Data lines —
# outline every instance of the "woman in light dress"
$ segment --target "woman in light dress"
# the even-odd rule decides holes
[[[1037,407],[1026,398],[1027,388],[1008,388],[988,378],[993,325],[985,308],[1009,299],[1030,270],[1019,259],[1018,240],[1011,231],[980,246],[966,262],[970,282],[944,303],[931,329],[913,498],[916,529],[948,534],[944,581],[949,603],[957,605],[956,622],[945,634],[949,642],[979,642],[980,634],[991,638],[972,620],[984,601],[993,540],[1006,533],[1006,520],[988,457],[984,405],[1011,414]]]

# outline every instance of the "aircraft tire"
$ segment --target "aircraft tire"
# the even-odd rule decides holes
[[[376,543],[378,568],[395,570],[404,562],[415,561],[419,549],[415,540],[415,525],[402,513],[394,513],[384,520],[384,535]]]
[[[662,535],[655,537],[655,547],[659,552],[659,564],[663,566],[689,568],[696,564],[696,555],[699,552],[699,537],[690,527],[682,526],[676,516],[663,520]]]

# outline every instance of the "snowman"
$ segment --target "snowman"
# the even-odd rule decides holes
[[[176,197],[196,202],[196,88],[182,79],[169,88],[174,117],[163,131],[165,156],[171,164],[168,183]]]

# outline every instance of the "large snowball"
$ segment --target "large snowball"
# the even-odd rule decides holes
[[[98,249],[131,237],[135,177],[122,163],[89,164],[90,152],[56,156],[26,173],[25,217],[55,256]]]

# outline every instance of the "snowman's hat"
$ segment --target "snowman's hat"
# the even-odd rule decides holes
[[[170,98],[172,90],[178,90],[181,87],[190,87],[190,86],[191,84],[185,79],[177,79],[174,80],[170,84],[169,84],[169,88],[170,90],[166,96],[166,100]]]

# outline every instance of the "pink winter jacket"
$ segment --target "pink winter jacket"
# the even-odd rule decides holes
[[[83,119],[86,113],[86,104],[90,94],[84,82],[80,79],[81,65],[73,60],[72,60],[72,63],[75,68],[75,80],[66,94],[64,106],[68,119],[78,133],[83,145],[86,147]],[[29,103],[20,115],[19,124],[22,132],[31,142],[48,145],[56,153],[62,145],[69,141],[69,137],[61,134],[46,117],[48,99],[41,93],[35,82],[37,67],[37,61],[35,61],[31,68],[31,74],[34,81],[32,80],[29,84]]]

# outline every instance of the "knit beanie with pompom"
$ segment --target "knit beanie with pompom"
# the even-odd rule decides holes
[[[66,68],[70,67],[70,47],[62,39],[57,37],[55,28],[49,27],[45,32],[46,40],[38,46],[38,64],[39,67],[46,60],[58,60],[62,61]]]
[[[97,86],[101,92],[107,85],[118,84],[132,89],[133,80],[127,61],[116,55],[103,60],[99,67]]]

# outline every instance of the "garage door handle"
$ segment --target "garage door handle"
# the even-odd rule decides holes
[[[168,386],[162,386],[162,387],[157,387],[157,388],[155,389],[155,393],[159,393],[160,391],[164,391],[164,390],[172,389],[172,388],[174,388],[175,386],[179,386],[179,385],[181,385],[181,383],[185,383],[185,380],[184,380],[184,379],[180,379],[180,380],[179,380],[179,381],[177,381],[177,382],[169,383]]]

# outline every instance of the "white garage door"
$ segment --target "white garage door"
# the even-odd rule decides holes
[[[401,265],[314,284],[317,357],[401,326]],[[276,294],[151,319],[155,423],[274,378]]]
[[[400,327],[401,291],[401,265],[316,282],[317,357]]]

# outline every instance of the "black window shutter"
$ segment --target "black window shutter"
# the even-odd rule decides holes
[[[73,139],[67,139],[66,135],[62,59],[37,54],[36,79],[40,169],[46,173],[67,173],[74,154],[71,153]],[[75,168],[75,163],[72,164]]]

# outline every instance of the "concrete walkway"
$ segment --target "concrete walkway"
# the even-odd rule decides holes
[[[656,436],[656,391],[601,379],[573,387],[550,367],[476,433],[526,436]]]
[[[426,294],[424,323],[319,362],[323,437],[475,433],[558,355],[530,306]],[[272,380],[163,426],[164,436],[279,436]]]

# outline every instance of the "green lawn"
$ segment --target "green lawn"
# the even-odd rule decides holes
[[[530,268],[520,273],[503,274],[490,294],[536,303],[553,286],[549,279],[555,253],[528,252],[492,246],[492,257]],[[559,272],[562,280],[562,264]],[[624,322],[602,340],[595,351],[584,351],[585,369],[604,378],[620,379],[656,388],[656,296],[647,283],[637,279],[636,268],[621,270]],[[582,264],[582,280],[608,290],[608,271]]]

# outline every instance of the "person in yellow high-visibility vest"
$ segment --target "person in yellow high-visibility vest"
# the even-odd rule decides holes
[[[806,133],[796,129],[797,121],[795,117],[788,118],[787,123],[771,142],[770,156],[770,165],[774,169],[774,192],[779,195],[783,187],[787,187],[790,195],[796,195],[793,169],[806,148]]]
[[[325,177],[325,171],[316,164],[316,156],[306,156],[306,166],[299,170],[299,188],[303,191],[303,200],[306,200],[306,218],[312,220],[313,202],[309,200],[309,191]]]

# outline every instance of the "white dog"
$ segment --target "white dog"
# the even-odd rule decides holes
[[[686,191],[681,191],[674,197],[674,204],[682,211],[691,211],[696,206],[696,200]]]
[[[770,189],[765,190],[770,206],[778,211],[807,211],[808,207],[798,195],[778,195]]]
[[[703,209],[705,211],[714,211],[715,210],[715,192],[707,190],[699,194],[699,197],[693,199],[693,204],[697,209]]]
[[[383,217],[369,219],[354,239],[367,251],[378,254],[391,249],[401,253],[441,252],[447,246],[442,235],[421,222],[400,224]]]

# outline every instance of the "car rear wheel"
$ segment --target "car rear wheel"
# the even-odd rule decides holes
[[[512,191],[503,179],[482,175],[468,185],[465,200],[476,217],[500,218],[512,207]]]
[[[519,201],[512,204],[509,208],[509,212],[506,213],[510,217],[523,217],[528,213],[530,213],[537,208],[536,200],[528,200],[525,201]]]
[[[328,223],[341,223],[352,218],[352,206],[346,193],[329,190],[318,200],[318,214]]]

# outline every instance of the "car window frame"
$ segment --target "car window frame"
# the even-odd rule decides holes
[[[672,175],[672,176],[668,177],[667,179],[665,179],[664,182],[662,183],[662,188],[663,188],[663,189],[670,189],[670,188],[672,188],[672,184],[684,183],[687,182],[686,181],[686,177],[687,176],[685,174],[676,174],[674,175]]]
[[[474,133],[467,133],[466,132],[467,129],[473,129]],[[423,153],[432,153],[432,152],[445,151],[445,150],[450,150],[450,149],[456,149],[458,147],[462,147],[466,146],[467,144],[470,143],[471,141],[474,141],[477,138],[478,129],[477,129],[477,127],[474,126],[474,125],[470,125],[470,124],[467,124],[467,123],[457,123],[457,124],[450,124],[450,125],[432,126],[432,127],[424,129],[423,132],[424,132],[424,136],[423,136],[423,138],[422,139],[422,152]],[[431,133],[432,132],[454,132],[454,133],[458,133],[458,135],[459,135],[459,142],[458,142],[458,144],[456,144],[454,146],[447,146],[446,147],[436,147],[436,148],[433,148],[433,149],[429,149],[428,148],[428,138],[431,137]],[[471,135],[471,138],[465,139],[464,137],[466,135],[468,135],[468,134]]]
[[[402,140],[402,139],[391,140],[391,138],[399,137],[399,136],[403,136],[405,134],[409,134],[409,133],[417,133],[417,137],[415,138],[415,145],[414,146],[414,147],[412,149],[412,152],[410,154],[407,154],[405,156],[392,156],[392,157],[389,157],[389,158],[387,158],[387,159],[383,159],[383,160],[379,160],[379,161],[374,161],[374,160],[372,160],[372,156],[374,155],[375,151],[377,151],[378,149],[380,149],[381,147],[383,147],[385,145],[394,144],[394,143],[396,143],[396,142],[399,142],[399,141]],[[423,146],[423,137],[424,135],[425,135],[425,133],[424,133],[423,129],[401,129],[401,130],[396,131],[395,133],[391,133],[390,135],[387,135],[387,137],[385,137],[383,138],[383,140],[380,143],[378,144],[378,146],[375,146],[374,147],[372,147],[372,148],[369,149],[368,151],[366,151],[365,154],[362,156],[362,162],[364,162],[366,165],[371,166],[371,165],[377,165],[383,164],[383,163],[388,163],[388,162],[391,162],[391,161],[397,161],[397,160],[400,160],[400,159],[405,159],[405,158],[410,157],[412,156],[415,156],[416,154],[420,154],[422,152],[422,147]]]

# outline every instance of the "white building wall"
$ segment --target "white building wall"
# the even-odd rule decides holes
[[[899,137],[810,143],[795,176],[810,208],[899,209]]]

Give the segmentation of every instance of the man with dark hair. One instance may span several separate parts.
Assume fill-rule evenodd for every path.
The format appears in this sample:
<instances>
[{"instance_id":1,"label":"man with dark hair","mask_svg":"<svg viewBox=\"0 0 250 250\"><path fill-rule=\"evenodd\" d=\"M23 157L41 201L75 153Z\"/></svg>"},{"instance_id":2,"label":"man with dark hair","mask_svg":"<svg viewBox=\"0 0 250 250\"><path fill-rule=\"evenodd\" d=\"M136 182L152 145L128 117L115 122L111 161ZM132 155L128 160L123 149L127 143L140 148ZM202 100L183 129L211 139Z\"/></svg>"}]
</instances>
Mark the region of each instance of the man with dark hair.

What needs to be done — Report the number of lines in the data above that contain the word "beanie", giving only the number.

Task output — 2